[Given entries]
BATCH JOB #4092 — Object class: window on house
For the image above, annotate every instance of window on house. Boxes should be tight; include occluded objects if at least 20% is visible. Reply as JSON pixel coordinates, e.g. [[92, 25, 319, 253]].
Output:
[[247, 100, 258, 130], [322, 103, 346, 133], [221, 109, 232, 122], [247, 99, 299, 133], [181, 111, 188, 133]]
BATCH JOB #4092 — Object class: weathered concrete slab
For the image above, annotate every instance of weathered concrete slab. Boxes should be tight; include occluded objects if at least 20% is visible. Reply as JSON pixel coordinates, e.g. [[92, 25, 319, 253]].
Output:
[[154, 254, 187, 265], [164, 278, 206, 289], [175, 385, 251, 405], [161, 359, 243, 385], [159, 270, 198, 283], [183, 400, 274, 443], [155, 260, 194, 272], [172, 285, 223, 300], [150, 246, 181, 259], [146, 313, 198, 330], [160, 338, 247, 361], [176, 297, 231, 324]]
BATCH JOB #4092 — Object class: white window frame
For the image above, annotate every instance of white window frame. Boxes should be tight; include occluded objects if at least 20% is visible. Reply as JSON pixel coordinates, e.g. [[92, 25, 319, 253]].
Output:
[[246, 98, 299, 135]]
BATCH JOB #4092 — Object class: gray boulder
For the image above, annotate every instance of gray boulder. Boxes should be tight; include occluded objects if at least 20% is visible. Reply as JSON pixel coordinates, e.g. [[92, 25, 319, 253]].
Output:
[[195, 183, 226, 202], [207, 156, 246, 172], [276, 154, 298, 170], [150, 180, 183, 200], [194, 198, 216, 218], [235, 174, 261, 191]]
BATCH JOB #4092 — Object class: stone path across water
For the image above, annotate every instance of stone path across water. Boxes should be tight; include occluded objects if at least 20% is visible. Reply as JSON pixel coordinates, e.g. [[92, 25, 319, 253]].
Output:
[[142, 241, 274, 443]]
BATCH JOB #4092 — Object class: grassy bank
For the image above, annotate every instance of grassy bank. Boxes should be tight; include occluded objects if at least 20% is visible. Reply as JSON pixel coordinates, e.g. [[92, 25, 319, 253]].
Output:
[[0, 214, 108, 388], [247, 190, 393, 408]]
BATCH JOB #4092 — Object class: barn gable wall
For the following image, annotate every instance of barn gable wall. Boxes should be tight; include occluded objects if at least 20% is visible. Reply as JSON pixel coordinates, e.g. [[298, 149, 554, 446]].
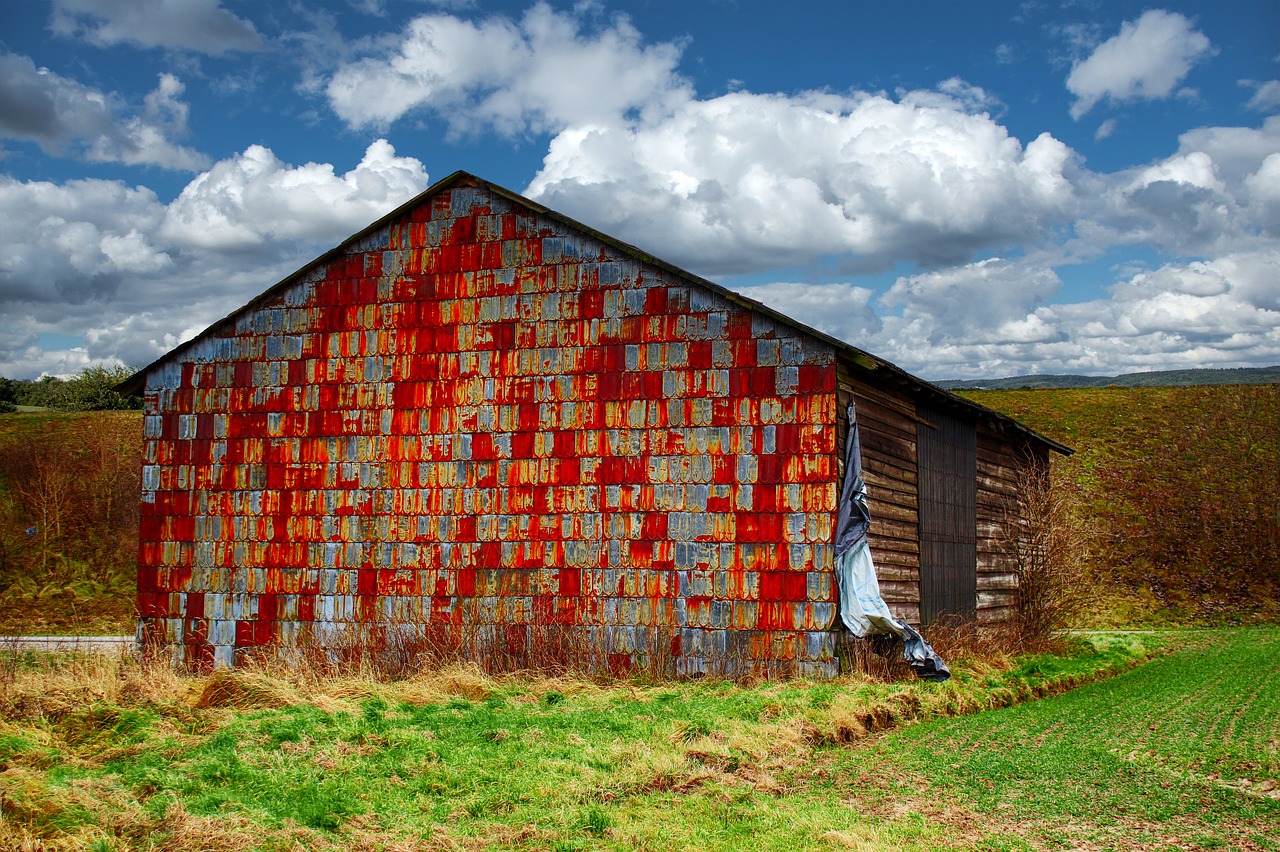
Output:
[[138, 184, 839, 674]]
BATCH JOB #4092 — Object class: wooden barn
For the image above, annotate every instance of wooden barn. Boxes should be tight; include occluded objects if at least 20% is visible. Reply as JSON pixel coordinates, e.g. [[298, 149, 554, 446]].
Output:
[[125, 173, 1068, 677]]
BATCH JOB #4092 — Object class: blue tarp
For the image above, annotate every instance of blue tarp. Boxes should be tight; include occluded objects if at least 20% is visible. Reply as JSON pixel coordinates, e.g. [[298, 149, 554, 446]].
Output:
[[836, 403, 951, 681]]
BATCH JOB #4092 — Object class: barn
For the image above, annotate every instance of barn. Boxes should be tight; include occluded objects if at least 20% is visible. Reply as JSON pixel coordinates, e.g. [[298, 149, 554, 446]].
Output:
[[125, 173, 1069, 677]]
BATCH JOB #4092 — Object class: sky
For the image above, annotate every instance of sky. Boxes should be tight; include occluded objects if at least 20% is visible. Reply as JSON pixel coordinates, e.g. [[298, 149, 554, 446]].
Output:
[[0, 0, 1280, 380]]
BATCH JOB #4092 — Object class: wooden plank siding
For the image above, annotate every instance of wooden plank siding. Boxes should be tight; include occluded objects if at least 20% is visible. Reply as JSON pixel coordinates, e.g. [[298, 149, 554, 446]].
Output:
[[836, 359, 920, 624], [978, 432, 1048, 624], [916, 402, 978, 622], [837, 358, 1048, 624]]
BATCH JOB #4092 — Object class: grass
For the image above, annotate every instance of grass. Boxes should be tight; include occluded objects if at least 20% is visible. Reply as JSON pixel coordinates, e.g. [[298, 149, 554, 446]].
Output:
[[0, 628, 1280, 851], [836, 628, 1280, 849]]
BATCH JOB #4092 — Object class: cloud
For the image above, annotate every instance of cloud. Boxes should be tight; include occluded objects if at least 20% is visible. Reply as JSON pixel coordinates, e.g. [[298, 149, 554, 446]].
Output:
[[736, 281, 883, 345], [50, 0, 264, 55], [1240, 79, 1280, 113], [0, 54, 207, 171], [1073, 116, 1280, 257], [1066, 9, 1213, 119], [0, 139, 428, 377], [326, 4, 687, 134], [869, 247, 1280, 379], [881, 257, 1061, 344], [161, 139, 428, 251], [527, 86, 1074, 274]]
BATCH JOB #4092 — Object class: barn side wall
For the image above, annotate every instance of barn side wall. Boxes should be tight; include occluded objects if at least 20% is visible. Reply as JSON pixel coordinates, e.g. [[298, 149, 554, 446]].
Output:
[[978, 423, 1048, 624], [838, 358, 1048, 624], [840, 362, 920, 624], [138, 185, 839, 675]]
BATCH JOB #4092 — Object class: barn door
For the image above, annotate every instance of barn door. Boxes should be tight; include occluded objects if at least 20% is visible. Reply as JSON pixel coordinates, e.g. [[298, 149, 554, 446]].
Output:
[[916, 406, 978, 624]]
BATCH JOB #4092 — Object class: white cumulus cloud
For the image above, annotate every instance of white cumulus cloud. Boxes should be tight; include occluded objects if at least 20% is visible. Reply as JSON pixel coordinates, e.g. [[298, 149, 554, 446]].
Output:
[[0, 139, 428, 377], [527, 85, 1074, 274], [161, 139, 428, 249], [1066, 9, 1213, 119]]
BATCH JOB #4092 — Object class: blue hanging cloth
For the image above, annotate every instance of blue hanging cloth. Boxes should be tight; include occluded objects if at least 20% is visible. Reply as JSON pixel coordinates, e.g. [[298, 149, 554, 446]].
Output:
[[836, 402, 951, 681]]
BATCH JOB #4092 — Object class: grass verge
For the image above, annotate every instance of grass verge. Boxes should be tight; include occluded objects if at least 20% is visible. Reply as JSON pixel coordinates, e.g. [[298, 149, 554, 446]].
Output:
[[0, 631, 1280, 849]]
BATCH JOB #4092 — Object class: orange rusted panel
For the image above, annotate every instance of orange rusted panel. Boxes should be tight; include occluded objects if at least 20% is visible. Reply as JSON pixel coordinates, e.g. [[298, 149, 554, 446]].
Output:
[[138, 185, 837, 674]]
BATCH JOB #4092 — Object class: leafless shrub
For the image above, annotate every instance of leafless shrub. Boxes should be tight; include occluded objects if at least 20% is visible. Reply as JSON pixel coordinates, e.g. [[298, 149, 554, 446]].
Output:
[[1000, 463, 1097, 650]]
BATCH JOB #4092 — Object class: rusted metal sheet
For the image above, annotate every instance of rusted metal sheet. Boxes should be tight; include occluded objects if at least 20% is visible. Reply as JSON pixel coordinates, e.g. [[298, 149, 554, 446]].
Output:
[[138, 185, 837, 674]]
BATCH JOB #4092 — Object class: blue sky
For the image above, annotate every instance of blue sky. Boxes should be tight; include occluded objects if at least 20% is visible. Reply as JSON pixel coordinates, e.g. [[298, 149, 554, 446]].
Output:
[[0, 0, 1280, 379]]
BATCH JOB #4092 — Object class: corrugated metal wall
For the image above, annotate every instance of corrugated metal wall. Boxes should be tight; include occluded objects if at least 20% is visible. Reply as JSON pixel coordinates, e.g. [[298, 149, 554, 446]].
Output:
[[138, 185, 839, 674]]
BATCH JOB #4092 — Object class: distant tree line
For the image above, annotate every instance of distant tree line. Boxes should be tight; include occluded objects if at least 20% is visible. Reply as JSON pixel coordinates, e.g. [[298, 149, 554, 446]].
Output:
[[0, 365, 142, 413]]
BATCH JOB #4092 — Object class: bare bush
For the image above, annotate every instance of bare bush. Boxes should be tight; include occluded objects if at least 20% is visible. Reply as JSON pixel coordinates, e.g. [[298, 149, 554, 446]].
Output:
[[1000, 463, 1097, 649]]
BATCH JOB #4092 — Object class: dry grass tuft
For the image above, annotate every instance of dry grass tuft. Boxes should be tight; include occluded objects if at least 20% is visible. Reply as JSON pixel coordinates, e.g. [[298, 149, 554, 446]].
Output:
[[193, 668, 301, 710]]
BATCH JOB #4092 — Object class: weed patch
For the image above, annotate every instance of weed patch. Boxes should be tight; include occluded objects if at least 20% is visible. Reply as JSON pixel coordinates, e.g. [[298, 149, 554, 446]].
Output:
[[0, 621, 1177, 851]]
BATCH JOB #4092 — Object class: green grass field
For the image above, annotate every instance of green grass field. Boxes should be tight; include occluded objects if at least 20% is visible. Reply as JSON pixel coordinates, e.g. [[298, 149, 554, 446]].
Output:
[[0, 628, 1280, 852]]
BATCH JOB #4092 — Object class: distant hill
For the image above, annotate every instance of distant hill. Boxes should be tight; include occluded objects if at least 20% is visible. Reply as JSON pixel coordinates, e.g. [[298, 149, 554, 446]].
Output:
[[933, 366, 1280, 390]]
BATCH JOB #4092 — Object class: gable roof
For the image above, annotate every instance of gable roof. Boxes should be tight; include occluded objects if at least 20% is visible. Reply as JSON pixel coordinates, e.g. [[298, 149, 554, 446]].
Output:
[[127, 171, 1073, 455]]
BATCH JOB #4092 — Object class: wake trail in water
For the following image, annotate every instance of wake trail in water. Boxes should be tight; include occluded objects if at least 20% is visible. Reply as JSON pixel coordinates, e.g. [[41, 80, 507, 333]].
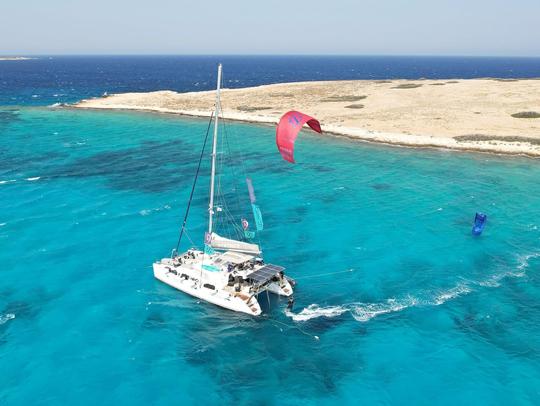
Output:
[[285, 252, 540, 323], [0, 313, 15, 326]]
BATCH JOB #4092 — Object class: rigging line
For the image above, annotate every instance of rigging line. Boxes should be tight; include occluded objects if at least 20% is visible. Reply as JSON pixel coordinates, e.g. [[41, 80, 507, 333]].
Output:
[[176, 111, 214, 252], [220, 106, 261, 247]]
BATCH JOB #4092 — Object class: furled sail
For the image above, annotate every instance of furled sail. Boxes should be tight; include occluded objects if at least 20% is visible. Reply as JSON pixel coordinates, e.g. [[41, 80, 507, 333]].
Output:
[[207, 233, 261, 255], [276, 110, 322, 163]]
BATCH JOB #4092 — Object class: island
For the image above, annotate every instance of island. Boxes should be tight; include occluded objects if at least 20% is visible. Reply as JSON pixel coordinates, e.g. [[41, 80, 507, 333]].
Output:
[[74, 78, 540, 156]]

[Directive]
Copy out the part of the lines above that opens with the line containing "BATCH JOB #4092 — Object class: cloud" and closes with the line containing "[[916, 406, 978, 624]]", both of those lines included.

[Task solution]
BATCH JOB #4092 — Object class: cloud
For the image above, annotate every instance of cloud. Boxes should be tight; include occluded objects if at least 20% is visible. Reply as JSON pixel coordinates, e.g. [[298, 149, 554, 446]].
Output:
[[736, 281, 883, 345], [50, 0, 264, 55], [1240, 79, 1280, 113], [0, 54, 207, 171], [1073, 116, 1280, 257], [1066, 9, 1213, 119], [0, 139, 428, 377], [326, 4, 687, 134], [869, 247, 1280, 379], [881, 257, 1061, 344], [161, 139, 428, 251], [527, 86, 1074, 274]]
BATCH JOB #4092 — Object class: barn side wall
For the image above, annotate every instance of barn side wall. Boxes should be tight; include occluded objects if at least 20% is visible. Reply as JSON pixel coordinates, e.g. [[298, 149, 554, 446]].
Output:
[[978, 423, 1048, 624], [838, 358, 1048, 624], [840, 362, 920, 624], [138, 185, 839, 675]]
BATCH JOB #4092 — Object class: barn door
For the image above, annotate every instance of barn door. Boxes should be tight; include occluded objects if at least 20% is visible. Reply as JSON pixel coordinates, e.g. [[298, 149, 554, 446]].
Output:
[[916, 406, 978, 624]]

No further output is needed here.